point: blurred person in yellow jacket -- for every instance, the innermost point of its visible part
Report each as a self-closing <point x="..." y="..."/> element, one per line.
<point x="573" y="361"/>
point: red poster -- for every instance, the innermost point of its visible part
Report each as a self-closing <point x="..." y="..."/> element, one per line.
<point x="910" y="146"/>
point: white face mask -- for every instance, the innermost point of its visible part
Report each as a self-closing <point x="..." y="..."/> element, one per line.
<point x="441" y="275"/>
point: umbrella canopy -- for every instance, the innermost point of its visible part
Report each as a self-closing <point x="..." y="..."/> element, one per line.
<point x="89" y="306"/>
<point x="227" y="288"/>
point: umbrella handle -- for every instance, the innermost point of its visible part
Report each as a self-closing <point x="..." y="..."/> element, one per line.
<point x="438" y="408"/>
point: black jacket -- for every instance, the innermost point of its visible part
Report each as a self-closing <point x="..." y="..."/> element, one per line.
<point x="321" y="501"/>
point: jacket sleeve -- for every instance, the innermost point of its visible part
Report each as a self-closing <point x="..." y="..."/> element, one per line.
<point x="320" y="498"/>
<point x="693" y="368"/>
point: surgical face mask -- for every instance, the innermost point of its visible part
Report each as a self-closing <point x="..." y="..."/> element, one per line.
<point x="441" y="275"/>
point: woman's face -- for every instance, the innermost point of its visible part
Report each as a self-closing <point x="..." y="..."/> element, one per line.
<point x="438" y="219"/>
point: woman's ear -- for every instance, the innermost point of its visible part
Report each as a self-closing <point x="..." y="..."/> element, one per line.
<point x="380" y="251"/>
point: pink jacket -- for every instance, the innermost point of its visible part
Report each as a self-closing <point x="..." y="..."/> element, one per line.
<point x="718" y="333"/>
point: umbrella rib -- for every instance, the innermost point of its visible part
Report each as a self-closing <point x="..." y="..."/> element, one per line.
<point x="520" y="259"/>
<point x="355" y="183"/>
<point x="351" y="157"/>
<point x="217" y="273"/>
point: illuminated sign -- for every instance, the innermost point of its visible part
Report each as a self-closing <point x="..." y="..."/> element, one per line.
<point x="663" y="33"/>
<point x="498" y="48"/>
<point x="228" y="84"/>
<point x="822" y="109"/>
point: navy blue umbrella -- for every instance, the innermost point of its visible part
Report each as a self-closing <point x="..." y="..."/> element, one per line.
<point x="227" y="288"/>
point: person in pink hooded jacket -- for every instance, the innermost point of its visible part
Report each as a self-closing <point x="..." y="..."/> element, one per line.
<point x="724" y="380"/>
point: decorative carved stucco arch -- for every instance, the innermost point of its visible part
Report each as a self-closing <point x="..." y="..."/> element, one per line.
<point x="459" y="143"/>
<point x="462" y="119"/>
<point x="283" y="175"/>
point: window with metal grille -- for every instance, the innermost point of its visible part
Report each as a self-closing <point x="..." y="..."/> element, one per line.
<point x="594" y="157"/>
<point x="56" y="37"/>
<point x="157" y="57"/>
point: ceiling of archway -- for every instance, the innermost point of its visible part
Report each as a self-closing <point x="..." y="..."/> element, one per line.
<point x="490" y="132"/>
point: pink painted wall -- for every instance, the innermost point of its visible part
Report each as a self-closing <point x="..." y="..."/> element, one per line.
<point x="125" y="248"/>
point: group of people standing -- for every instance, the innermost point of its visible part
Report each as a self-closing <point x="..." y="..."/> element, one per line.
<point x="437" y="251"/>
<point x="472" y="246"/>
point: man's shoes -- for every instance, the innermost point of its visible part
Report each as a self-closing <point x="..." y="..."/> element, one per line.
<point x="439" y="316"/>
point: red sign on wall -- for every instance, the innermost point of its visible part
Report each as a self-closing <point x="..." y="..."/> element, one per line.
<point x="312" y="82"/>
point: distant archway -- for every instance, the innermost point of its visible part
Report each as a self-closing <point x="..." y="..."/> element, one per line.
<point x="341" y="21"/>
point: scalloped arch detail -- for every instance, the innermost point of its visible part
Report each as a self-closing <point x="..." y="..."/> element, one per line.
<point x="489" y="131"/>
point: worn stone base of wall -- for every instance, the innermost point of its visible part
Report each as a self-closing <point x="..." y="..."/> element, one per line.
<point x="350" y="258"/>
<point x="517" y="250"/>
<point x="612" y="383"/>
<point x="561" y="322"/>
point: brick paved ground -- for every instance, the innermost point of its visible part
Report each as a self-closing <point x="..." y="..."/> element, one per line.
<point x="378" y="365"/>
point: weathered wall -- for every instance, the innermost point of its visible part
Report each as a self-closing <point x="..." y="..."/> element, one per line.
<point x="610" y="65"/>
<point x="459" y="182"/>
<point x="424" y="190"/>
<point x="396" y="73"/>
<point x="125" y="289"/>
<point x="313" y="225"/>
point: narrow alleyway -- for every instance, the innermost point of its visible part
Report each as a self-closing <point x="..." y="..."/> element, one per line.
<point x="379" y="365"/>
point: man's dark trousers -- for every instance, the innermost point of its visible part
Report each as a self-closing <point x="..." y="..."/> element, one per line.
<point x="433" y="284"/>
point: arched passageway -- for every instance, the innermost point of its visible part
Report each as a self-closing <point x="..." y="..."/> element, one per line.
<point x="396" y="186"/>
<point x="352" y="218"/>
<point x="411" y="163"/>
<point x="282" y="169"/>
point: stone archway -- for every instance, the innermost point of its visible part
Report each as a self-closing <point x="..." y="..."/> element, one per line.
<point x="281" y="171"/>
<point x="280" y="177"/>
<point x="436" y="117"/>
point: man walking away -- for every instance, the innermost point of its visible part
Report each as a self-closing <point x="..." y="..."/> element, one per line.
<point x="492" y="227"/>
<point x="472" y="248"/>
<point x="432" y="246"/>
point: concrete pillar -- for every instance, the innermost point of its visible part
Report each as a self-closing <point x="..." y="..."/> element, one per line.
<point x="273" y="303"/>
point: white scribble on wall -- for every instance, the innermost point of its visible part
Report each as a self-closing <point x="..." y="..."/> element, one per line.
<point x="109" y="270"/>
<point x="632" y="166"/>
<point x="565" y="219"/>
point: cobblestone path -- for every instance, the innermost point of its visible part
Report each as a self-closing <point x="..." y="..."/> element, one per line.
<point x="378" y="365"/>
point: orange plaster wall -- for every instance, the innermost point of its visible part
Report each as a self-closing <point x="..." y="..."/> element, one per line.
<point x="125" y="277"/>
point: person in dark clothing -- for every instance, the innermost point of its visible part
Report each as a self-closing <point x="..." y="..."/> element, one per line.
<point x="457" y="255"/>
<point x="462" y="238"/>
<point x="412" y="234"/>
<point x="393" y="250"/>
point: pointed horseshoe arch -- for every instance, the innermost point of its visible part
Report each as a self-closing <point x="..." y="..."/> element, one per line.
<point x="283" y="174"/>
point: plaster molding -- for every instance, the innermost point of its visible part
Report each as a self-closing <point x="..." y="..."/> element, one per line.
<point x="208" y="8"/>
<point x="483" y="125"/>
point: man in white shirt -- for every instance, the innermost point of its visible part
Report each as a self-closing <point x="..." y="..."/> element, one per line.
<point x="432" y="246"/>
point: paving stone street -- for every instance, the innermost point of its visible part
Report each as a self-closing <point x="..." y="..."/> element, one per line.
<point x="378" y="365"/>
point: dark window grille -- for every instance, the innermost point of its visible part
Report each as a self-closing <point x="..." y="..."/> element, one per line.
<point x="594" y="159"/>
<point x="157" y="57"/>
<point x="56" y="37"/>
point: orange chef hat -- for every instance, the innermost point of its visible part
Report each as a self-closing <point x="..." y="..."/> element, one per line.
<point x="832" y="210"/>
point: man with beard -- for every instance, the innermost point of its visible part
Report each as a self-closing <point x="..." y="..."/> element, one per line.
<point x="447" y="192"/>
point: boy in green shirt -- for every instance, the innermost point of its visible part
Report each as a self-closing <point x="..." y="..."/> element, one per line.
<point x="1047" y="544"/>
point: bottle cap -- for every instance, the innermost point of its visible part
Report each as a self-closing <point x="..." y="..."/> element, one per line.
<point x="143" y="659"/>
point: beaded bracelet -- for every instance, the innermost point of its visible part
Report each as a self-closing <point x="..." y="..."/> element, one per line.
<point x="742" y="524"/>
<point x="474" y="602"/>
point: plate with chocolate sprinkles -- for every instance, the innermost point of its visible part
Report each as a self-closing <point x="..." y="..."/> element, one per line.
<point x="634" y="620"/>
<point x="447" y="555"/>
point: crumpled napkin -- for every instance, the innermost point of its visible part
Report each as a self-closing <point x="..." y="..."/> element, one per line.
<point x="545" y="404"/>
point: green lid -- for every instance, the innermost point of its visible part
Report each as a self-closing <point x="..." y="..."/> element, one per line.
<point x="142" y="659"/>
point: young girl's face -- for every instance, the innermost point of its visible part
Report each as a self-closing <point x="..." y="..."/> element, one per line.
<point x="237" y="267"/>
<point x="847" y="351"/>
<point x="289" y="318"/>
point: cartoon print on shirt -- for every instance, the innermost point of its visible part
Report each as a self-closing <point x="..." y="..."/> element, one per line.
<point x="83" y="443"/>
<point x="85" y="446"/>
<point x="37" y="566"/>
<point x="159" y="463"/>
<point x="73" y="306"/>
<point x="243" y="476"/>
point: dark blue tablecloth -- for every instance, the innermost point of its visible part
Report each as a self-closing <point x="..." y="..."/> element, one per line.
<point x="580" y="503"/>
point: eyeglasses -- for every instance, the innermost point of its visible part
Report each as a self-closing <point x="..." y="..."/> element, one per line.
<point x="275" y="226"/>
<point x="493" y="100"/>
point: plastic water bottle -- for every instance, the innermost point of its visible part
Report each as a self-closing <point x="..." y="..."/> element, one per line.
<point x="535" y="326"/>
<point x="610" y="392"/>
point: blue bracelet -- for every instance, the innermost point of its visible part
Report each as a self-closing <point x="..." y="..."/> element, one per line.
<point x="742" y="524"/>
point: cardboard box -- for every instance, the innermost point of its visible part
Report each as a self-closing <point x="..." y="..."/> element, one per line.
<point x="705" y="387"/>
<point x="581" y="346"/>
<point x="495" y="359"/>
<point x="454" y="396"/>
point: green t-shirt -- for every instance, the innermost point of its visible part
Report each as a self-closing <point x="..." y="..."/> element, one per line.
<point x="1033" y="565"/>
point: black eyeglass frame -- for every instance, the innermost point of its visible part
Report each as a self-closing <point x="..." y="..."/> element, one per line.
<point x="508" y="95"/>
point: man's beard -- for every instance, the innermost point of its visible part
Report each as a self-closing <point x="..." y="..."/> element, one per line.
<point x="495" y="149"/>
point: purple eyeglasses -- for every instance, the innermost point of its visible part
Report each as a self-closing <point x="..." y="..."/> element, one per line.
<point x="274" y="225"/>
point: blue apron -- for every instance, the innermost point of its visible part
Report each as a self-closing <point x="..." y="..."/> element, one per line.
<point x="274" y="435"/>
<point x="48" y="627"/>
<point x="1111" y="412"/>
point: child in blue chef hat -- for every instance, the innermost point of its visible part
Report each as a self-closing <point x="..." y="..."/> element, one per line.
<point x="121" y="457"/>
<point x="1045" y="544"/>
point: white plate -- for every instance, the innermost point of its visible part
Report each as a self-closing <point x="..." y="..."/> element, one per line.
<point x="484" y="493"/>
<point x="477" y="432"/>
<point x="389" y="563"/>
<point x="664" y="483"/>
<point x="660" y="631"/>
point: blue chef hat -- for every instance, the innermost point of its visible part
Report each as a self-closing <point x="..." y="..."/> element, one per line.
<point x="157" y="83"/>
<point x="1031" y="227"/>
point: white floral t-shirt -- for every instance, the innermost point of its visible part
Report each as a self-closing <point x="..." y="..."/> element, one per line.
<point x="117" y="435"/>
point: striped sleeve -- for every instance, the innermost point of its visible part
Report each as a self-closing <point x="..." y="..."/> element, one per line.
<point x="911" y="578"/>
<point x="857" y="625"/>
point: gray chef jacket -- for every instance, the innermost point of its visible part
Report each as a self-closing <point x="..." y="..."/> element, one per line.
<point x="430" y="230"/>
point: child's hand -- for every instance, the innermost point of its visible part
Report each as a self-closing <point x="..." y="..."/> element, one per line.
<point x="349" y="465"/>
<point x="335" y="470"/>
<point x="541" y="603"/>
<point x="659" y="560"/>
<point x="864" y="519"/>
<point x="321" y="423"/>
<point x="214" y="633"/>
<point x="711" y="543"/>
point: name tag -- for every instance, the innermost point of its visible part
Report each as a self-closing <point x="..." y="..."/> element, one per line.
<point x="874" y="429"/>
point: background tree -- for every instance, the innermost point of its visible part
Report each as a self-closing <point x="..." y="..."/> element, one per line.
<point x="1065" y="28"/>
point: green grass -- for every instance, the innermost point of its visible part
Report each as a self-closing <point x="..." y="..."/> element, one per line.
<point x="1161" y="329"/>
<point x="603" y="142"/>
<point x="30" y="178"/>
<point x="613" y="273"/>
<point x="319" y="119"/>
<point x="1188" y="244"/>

--------------------------------

* **TASK DESCRIPTION**:
The line containing "point: gray chef" marks the start; retype it and each line after it through the end of the records above, exactly.

* **THE RESPONSE**:
point: gray chef jacket -- for every instance, the innermost point of its visible part
Report each as a self-closing <point x="..." y="..."/> element, one per line.
<point x="430" y="230"/>
point: child's hand -- for every instance, the innermost point of its visible part
Report each as a self-closing <point x="..." y="..."/> element, one per line.
<point x="349" y="465"/>
<point x="335" y="470"/>
<point x="541" y="603"/>
<point x="659" y="560"/>
<point x="864" y="519"/>
<point x="321" y="423"/>
<point x="214" y="633"/>
<point x="711" y="543"/>
point: name tag -- for every instance, the innermost point of its visible part
Report each as a self-closing <point x="..." y="..."/> element, one per line.
<point x="874" y="429"/>
point: background tree -- for every instance, the innermost point of its visible part
Report each as a self-closing <point x="..." y="..."/> element, one per line.
<point x="1065" y="28"/>
point: green grass -- for every instance, the innermost point of its visible part
Report each as a self-closing <point x="..." y="..."/> element, one per line.
<point x="1161" y="329"/>
<point x="603" y="142"/>
<point x="30" y="178"/>
<point x="613" y="273"/>
<point x="319" y="119"/>
<point x="1188" y="244"/>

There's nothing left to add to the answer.